• **What is asked**
Beginning at the line that contains "For every instance of the bare", transcribe the remaining lines of the listing exactly; include the final line and omit everything before.

• **Input records**
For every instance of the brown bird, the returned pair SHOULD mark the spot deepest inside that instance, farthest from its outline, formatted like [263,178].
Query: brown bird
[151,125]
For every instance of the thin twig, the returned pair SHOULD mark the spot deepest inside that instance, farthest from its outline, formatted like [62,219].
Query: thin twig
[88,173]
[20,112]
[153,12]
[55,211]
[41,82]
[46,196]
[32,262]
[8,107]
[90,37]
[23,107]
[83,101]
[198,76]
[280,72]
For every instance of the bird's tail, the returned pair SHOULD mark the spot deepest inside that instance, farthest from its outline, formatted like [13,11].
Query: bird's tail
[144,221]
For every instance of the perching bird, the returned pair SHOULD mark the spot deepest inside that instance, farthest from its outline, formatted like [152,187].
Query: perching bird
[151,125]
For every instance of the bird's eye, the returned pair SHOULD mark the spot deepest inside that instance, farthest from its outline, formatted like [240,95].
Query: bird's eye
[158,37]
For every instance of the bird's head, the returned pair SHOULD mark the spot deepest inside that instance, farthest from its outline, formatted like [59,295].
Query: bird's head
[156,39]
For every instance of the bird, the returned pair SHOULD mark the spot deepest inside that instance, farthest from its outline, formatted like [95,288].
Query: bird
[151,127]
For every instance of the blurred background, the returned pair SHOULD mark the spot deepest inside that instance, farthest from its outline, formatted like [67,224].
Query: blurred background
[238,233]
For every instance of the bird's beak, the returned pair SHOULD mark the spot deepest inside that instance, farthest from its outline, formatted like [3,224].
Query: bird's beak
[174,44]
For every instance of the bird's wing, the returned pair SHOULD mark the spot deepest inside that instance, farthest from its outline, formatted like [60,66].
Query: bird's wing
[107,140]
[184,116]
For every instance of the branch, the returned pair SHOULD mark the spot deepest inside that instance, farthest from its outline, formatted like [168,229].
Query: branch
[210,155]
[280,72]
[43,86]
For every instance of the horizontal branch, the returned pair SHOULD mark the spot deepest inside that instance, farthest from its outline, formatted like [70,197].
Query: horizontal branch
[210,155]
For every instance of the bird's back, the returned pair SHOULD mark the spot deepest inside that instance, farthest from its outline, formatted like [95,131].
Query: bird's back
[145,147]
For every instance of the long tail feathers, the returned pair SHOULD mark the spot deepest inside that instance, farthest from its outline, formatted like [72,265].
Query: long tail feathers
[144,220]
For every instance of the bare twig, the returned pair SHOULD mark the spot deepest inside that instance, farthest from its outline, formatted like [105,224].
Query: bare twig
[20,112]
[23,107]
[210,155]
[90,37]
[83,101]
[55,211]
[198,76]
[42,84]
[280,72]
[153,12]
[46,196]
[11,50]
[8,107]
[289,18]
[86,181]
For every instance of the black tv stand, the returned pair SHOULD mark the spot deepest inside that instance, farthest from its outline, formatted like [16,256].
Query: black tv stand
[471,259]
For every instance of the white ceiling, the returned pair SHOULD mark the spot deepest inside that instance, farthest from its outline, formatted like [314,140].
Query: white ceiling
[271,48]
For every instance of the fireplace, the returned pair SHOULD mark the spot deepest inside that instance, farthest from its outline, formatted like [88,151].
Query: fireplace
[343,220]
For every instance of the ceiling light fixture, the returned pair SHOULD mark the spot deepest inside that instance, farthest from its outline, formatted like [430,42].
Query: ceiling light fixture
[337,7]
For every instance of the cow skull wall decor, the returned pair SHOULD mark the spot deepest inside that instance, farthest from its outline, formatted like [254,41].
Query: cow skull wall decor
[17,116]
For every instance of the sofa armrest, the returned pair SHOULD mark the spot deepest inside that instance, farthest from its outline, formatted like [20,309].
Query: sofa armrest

• **Complete output**
For every instance of the bare twig, the returned pair SHOULD mark the spot deepest inside that instance, farthest from its outline, formatted like [105,224].
Query: bare twig
[20,112]
[23,107]
[210,155]
[90,37]
[83,101]
[55,211]
[198,76]
[42,84]
[280,72]
[153,12]
[46,196]
[11,50]
[8,107]
[289,18]
[86,181]
For every instance of the black tv stand, the returned pair SHOULD mark the spot deepest inside that instance, farthest from its outline, formatted like [16,256].
Query: black tv stand
[471,259]
For every instance of the white ceiling, the returned pair SHOULD mark the spot deepest inside that instance, farthest from its outline, formatted like [314,140].
Query: white ceiling
[271,48]
For every instance of the fireplace, the returned pair SHOULD mark the spot deepest inside that instance, farthest from its outline, formatted like [88,151].
Query: fireplace
[343,220]
For every instance of the ceiling light fixture, the returned pair SHOULD mark the spot deepest inside that instance, farthest from its outline, formatted like [430,42].
Query: ceiling light fixture
[337,7]
For every instance of the cow skull wall decor, the returned pair SHOULD mark the spot deepest inside that instance, farthest from its outline, formatted like [254,41].
Query: cow skull wall decor
[17,116]
For every instance of the sofa armrest, the returned pair SHOULD mark the spot deepest inside that instance, farthest from its outline, formatted like [20,309].
Query: sofa armrest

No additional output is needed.